__GIVEN EXERCISE__: What follows is a set of records; restate each one word for word and drop the pictures.

Raw records
○ ○ ○

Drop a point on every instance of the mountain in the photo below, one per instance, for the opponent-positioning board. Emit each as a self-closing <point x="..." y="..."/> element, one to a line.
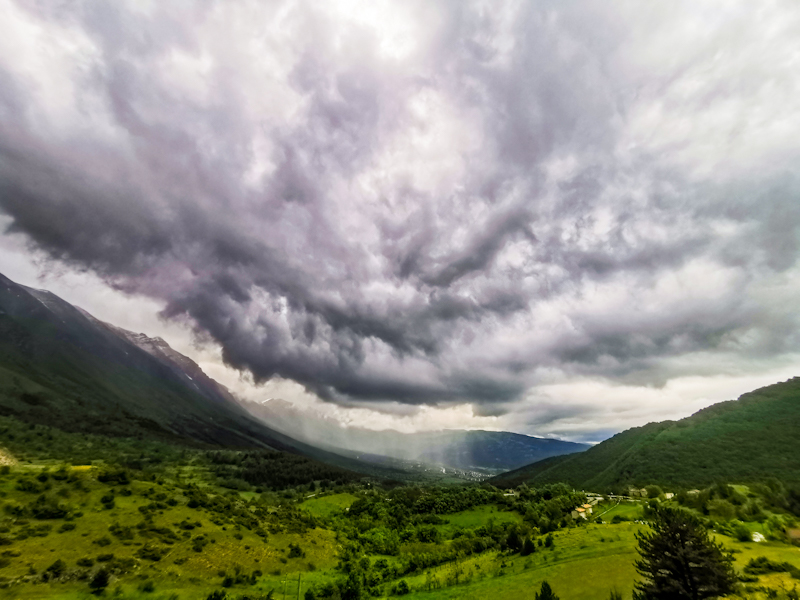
<point x="61" y="367"/>
<point x="486" y="452"/>
<point x="744" y="440"/>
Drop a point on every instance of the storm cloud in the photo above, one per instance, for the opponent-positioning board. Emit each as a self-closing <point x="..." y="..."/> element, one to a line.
<point x="422" y="202"/>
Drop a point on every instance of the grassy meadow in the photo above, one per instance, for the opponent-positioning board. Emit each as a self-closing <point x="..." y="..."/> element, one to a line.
<point x="179" y="535"/>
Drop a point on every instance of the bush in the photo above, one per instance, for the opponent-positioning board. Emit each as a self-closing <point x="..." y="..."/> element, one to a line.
<point x="100" y="581"/>
<point x="57" y="569"/>
<point x="742" y="533"/>
<point x="152" y="552"/>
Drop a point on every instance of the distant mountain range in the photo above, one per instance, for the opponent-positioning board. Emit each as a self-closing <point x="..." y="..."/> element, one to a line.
<point x="750" y="439"/>
<point x="60" y="366"/>
<point x="486" y="452"/>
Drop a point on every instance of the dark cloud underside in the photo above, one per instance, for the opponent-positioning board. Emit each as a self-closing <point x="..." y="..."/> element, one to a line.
<point x="427" y="203"/>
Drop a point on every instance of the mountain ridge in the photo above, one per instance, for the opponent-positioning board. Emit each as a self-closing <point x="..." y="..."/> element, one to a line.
<point x="749" y="439"/>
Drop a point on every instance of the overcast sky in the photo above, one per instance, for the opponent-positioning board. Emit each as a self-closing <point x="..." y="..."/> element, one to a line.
<point x="560" y="218"/>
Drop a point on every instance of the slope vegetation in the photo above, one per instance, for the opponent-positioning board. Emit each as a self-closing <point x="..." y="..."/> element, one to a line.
<point x="749" y="439"/>
<point x="62" y="368"/>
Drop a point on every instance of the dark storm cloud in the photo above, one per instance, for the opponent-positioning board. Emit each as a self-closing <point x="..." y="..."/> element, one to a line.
<point x="424" y="225"/>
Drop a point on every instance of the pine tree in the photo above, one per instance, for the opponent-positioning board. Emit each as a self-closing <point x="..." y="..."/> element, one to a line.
<point x="546" y="593"/>
<point x="679" y="561"/>
<point x="528" y="547"/>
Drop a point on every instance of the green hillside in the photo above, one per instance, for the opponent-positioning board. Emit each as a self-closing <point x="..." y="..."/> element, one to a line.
<point x="749" y="439"/>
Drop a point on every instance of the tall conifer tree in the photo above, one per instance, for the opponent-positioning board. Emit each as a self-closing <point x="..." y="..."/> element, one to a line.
<point x="679" y="561"/>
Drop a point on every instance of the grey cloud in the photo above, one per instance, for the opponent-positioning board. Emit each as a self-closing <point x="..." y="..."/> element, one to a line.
<point x="350" y="273"/>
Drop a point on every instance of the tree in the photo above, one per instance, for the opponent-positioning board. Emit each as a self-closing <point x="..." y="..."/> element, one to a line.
<point x="528" y="547"/>
<point x="679" y="561"/>
<point x="546" y="593"/>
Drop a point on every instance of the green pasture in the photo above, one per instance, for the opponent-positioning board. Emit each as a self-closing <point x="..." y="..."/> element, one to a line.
<point x="327" y="506"/>
<point x="481" y="515"/>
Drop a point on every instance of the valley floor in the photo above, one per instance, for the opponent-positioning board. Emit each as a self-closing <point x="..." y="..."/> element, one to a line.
<point x="173" y="539"/>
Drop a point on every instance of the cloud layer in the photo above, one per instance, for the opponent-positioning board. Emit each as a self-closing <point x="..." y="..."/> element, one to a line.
<point x="423" y="203"/>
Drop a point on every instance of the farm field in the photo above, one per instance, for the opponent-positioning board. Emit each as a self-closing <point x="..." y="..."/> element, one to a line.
<point x="179" y="535"/>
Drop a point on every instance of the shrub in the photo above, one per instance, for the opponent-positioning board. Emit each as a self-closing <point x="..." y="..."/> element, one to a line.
<point x="152" y="552"/>
<point x="100" y="581"/>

○ ○ ○

__SOLUTION TO THE EXERCISE__:
Drop a point on every instance of the mountain in the photo below, one per instance, for the opponent-positioning board. Emit each as a self-closing <point x="..." y="..."/> element, one to a line.
<point x="61" y="367"/>
<point x="486" y="452"/>
<point x="744" y="440"/>
Drop a point on every instance of the storm cloud in the photo above, one per instance, for the opponent-positioning board. Emit each as a self-closing <point x="..." y="..."/> element, one to a line.
<point x="422" y="202"/>
Drop a point on every instance of the grassy meadow in the photo above, one per instance, for the opponent-positioning board. Emit each as a self-closing <point x="..." y="..."/> element, one to a line.
<point x="179" y="535"/>
Drop a point on every instance of the bush in the photo above, one per instance, for the opponent-positioning board. Emit each as a self-closing <point x="..." y="..."/> element, one to a line.
<point x="100" y="581"/>
<point x="57" y="569"/>
<point x="742" y="533"/>
<point x="152" y="552"/>
Drop a point on every instance of the distant mountain range in the photo above, one per instance, for the opponent-positioning board. Emit each as a self-closing <point x="..." y="..."/> element, one to a line.
<point x="750" y="439"/>
<point x="60" y="366"/>
<point x="486" y="452"/>
Drop a point on every instance of the dark cloud underside in the photo above, one per instance, for the opponent-positioning board. Emit each as a self-closing <point x="..." y="..."/> element, one to a line.
<point x="427" y="203"/>
Drop a point on every instance of the mountain ridge in the photo above, one per instance, for the opponent-positioning board. Emit each as a self-closing <point x="..." y="..."/> element, one to a line.
<point x="749" y="439"/>
Drop a point on every instance of the overcast sky in the photo above, one per instance, for the opponent-positioning board. Emit each as a self-closing <point x="..." y="..."/> element, one to a line.
<point x="560" y="218"/>
Drop a point on every instance of the slope vegetation in the photo above, one per instance, for the opponent-positioning board. Emit each as a self-closing <point x="..." y="..."/> element, one to a line.
<point x="749" y="439"/>
<point x="62" y="368"/>
Drop a point on every instance of the dark storm cloud in the photo above, one per instance, for the opponent-positioning board. Emit each as a self-closing <point x="..." y="..."/> element, one to a line.
<point x="424" y="225"/>
Drop a point on every instance of the pine tree in the photo above, one per instance, for the opponent-positioning board. Emit each as a self-closing <point x="..." y="..."/> element, one to a line.
<point x="546" y="593"/>
<point x="679" y="561"/>
<point x="528" y="547"/>
Drop a point on every instance of the green hillside in the photo above, one per instance, for the opponent-positioning board. Emit each as a self-closing <point x="..." y="..."/> element, one to a line.
<point x="749" y="439"/>
Drop a point on every instance of the tall conifer tree in the photo above, one per instance, for the opponent-positioning board. Emit each as a self-closing <point x="..." y="..."/> element, one to a line.
<point x="679" y="561"/>
Drop a point on every instance of the grey cloud in the photo above, one per instance, for the opponent-positioning board. Emit each as a self-closing <point x="..." y="..."/> element, one to a line.
<point x="350" y="273"/>
Drop a point on every instance of the tree in the photo above, one per instance, for the opponent-positioning board. Emit each as a self-closing <point x="..." y="..."/> element, one to a line.
<point x="528" y="547"/>
<point x="679" y="561"/>
<point x="546" y="593"/>
Drop a point on every instance of the green pasture in the photo above, one per instance, for the opponent-positioning board. Emit each as a self-closing <point x="..." y="..."/> element, one to a line.
<point x="327" y="506"/>
<point x="481" y="515"/>
Drop a point on every instance of the valley floor in the photo above, one per instance, for the opponent-positioning board. Emit each as a self-closing <point x="..." y="..."/> element, one to a line.
<point x="173" y="539"/>
Drop a point on every instance of the cloud layer in the photo above, one per instance, for the opponent-positioning board. Emit each as a self-closing <point x="..." y="..."/> element, one to a line.
<point x="423" y="203"/>
Drop a point on every instance of the farm field in the photo above, one per instance, for the opponent-positioning board. Emit each as a self-closing <point x="..." y="..."/> element, one to a line.
<point x="179" y="535"/>
Drop a point on every instance of the shrub in the photo above, one per instance, for the opponent-positioning board. Emit each as a self-closing <point x="..." y="..."/> element, one to a line.
<point x="152" y="552"/>
<point x="100" y="581"/>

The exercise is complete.